Quote all of the entries word for word.

EXCERPTED DATA:
☆ ☆ ☆ ☆
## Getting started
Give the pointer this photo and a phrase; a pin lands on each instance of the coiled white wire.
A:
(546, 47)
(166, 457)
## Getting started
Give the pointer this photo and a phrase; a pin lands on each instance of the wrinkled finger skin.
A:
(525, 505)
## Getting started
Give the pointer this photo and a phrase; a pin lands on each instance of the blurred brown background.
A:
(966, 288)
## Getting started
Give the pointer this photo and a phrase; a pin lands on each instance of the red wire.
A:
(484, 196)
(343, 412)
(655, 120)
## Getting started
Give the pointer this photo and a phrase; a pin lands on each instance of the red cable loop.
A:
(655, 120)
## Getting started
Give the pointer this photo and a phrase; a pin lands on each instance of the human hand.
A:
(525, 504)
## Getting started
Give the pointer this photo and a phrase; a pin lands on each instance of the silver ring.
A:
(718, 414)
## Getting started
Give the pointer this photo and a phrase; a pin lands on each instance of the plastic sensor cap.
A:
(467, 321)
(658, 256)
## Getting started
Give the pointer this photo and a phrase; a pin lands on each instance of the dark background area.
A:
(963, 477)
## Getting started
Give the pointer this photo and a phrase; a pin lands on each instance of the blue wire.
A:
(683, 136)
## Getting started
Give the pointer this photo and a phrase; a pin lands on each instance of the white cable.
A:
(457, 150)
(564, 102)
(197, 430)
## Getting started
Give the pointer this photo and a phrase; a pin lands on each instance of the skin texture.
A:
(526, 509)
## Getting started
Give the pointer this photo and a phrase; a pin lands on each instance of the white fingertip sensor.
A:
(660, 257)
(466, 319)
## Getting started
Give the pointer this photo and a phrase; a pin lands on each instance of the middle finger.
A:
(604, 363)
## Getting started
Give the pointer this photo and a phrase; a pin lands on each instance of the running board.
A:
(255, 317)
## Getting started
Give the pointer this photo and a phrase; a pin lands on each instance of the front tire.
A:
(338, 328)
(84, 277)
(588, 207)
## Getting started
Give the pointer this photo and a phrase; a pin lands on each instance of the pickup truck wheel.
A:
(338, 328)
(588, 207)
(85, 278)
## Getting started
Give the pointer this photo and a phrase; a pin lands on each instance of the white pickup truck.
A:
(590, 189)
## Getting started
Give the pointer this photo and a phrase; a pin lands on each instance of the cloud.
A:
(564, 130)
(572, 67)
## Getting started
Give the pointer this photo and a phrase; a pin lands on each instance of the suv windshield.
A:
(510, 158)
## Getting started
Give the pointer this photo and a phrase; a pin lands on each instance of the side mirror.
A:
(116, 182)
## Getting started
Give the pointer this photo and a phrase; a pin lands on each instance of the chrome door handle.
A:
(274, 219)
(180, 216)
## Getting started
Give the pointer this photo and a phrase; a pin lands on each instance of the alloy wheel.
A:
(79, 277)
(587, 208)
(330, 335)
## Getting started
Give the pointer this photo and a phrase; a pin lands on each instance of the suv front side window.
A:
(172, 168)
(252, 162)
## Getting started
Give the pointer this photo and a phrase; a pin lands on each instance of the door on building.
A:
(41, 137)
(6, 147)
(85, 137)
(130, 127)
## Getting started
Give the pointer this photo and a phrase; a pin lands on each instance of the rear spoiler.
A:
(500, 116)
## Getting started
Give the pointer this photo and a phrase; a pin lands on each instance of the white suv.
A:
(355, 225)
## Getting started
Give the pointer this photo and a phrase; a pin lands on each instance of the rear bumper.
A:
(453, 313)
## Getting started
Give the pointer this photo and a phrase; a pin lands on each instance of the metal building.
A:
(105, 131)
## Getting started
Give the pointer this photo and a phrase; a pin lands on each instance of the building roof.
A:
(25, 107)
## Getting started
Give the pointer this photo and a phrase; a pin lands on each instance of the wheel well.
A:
☆ ☆ ☆ ☆
EXPECTED ANSWER:
## Getting started
Give the pointer this photo and a phrase; a pin lands on each instance of the coiled white wire.
A:
(546, 47)
(166, 457)
## Getting started
Give the pointer this photo and a phrase; a pin lands on each instance of the wrinkled finger skin.
A:
(525, 505)
## Getting started
Give the pointer this photo and a phrase; a pin lands on each instance of the blurred brown background.
A:
(966, 288)
## Getting started
Give the pointer this photo and a phrase; a pin lands on each instance of the red wire.
A:
(484, 196)
(343, 412)
(655, 120)
## Getting started
Give the pointer this photo and a phrase; a pin lands on each instance of the red cable loop.
A:
(655, 120)
## Getting started
Give the pointer this photo and a phrase; a pin lands on each instance of the human hand.
A:
(525, 504)
## Getting started
Give the pointer this photo and a phrase; a pin lands on each instance of the silver ring.
A:
(718, 414)
## Getting started
Give the pointer this photo and a phrase; a pin lands on each instance of the plastic sensor cap.
A:
(467, 321)
(658, 256)
## Getting started
Give the pointer this photo and a phrase; a pin lands on each instance of the dark background area.
A:
(963, 477)
## Getting started
Give the pointer this photo and a phrase; a pin lands on each instance of the blue wire.
A:
(683, 136)
## Getting started
Give the pointer this photo and a phrase; a pin lands on each instance of the white cable.
A:
(457, 150)
(564, 102)
(197, 430)
## Getting started
Give the pointer this photo and a phrase; a pin lands on each instance of the skin texture.
A:
(526, 509)
## Getting started
Give the pointer this photo and a phrase; a pin lands on each instance of the white fingertip sensor.
A:
(660, 257)
(466, 319)
## Getting started
Give the pointer this photo and a phrase; a pin lands on each instance of the middle finger.
A:
(604, 363)
## Getting started
Give the pointer this photo and a phrase; a pin lands on each instance of the running board.
A:
(255, 317)
## Getting started
Give the pointer this photo and a phrase; a pin lands on each instance of the front tire.
A:
(338, 328)
(84, 277)
(588, 207)
## Getting started
Give the pointer this photo and a phrase; a pin lands on each instance of the pickup truck wheel.
A:
(338, 328)
(588, 207)
(85, 278)
## Getting started
Give the pointer this photo and a phrase; a pin lands on each instance of the white pickup truck.
A:
(590, 189)
## Getting started
Give the pointer this photo and a phrase; a pin lands on each instance of the cloud.
A:
(564, 130)
(572, 67)
## Getting started
Give the pointer this photo and a phrase; a pin lands on each instance of the suv windshield.
A:
(510, 158)
## Getting started
Give the pointer this photo and a phrase; a pin lands on each instance of the side mirror.
A:
(116, 182)
## Getting started
Give the pointer this photo and a phrase; a pin lands on each instance of the chrome door handle.
A:
(274, 219)
(180, 216)
## Getting started
Give the pointer this photo and a phrase; a pin lands on each instance of the alloy wheel.
A:
(79, 277)
(587, 208)
(330, 335)
## Getting started
Give the pointer this photo and a phrase; a pin lands on each instance of the suv front side window.
A:
(172, 168)
(252, 162)
## Getting started
Give the pointer this photo and a phrase; a pin lands on each instance of the door on building.
A:
(41, 137)
(6, 147)
(85, 137)
(130, 127)
## Getting started
Give the pointer this photo and a phrase; a pin lands on each instance of the rear spoiler.
A:
(500, 116)
## Getting started
Give the pointer this photo and a phrase; a pin lands on each instance of the white suv.
A:
(355, 225)
## Getting started
Give the pointer this photo and a phrase; a pin lands on each instance of the rear bumper.
A:
(453, 313)
## Getting started
Give the pointer this photo and a phrase; a pin lands on each instance of the metal building.
A:
(105, 131)
## Getting started
Give the pointer this photo and a phrase; a pin lands on each instance of the building roof.
A:
(25, 107)
## Getting started
Give the pointer this photo and a phrase; a pin lands on each instance of the wheel well.
A:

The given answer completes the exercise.